◆ **What is needed**
Scan the entries for the string "tree" and give the number of lines that have it, nothing further.

◆ **Material provided**
Content starts

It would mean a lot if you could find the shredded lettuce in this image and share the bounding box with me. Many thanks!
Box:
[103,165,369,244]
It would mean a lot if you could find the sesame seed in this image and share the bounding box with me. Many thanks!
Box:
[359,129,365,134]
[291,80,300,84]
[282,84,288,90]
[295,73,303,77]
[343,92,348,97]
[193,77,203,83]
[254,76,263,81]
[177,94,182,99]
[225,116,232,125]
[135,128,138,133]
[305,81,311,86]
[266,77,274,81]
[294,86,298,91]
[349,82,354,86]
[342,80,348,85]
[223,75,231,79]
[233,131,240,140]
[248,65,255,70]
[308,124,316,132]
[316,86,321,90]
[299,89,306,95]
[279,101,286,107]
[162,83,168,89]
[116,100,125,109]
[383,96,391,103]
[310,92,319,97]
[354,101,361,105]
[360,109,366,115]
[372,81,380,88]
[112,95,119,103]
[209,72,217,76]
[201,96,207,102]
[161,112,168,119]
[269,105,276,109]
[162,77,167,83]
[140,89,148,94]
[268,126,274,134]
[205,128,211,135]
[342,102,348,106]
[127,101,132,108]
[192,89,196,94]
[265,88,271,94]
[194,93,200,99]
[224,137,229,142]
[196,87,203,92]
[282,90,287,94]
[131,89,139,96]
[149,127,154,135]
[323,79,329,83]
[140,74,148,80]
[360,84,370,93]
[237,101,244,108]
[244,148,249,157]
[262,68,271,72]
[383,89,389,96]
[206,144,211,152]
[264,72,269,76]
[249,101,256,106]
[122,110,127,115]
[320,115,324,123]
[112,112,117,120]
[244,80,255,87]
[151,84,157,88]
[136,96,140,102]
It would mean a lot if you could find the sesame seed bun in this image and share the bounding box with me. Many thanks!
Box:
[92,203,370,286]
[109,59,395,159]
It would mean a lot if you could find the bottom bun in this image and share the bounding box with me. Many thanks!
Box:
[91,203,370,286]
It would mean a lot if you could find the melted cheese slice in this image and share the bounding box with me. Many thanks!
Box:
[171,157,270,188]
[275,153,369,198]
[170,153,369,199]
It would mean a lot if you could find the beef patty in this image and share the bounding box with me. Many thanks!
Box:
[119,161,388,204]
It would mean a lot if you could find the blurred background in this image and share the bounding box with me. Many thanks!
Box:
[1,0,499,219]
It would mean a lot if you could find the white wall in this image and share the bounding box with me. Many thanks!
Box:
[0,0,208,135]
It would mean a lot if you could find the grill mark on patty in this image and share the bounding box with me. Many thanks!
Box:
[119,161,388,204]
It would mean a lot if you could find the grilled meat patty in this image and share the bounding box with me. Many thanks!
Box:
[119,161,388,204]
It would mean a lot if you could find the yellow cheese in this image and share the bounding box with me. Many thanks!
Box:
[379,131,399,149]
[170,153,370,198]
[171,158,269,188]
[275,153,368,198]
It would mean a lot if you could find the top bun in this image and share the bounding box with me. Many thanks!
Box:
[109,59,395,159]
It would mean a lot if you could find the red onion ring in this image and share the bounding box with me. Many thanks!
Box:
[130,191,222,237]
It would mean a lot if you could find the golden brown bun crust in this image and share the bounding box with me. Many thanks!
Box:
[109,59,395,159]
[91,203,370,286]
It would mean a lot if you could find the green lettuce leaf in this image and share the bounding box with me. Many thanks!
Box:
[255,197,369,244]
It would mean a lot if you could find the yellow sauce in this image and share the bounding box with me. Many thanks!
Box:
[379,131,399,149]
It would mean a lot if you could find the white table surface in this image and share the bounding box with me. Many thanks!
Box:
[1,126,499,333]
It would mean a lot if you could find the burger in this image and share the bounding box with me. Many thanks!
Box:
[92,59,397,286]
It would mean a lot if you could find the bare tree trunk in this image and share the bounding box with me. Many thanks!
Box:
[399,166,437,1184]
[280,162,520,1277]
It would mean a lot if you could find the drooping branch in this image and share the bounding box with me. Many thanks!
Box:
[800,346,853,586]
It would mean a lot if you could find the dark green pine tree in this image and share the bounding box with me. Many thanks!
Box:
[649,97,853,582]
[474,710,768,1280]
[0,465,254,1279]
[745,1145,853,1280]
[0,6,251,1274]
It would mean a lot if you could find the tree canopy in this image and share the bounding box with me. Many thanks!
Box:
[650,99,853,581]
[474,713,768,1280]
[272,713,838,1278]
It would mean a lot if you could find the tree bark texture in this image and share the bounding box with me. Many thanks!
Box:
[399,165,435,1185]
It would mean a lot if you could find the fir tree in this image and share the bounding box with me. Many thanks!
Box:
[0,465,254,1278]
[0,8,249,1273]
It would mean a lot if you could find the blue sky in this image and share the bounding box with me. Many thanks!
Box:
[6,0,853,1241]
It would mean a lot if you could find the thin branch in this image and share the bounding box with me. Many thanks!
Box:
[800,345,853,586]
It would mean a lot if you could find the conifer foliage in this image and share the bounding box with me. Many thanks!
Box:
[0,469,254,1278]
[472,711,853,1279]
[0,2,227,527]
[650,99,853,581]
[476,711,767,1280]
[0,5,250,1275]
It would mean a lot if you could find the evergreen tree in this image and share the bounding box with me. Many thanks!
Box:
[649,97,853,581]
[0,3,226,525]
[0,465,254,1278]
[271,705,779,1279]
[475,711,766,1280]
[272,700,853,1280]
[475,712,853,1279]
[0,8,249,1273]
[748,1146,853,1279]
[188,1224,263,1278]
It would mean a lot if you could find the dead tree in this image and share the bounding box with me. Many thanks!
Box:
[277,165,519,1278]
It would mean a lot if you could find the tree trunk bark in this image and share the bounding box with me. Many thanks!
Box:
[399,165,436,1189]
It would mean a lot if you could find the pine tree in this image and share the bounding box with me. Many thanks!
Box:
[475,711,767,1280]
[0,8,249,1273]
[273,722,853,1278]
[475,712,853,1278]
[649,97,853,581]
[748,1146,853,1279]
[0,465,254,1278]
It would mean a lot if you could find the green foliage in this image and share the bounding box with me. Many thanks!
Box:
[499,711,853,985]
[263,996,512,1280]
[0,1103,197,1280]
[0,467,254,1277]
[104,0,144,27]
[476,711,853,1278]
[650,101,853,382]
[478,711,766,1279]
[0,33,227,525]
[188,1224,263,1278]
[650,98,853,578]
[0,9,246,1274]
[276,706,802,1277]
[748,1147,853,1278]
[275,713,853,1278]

Content ends

◆ **Problem solution**
9